Segment Open
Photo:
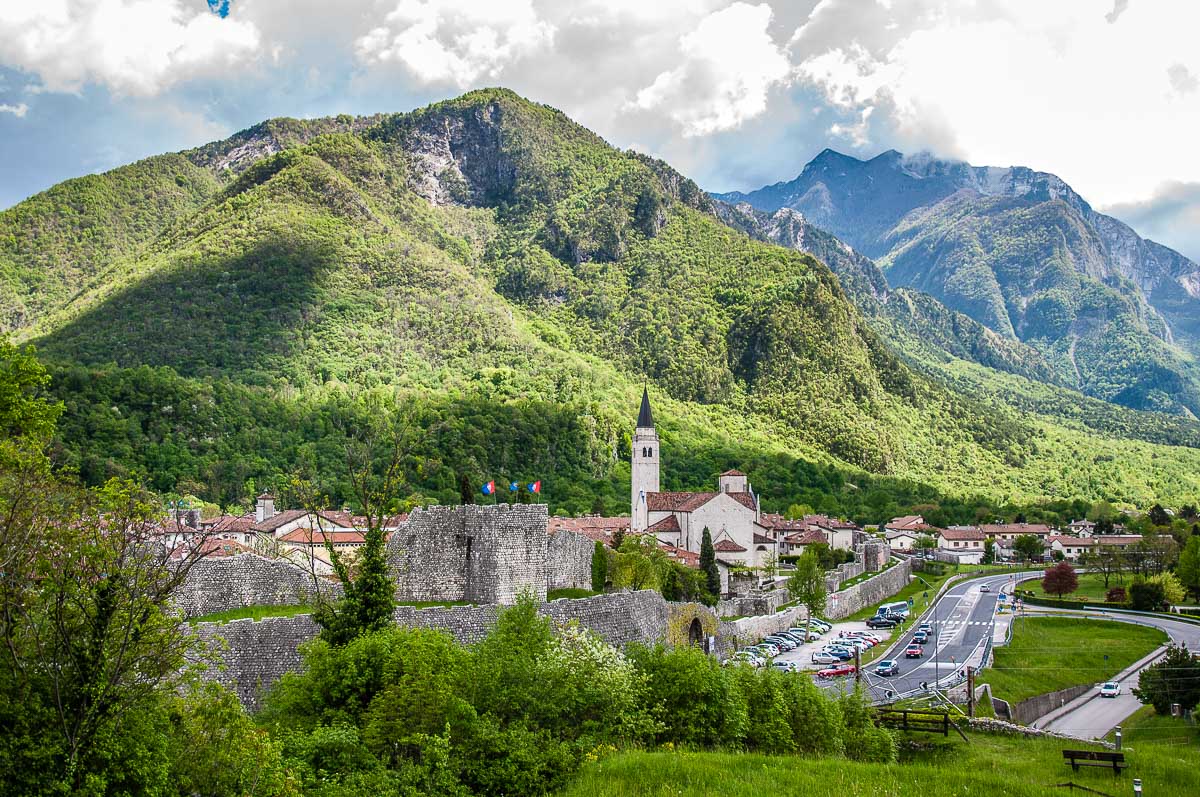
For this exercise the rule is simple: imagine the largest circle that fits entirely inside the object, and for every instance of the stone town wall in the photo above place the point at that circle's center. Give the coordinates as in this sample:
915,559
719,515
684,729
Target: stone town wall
483,555
257,653
873,591
570,561
220,583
Segment Closed
§ **TASK DETAILS**: Every line from the one with "For this exercise" to the end of the records above should be returned exactly, and no other lines.

§ **WRITTEN ANSWER**:
For this exercise the rule is simple: imagine the largest circle that fits entirely inside the object, and for every instance of the stone town wall in the photo above place the point at that circle's center. Give the coordinates as in this sample:
915,559
719,515
684,729
Target: stone town wall
483,555
257,653
873,591
570,561
220,583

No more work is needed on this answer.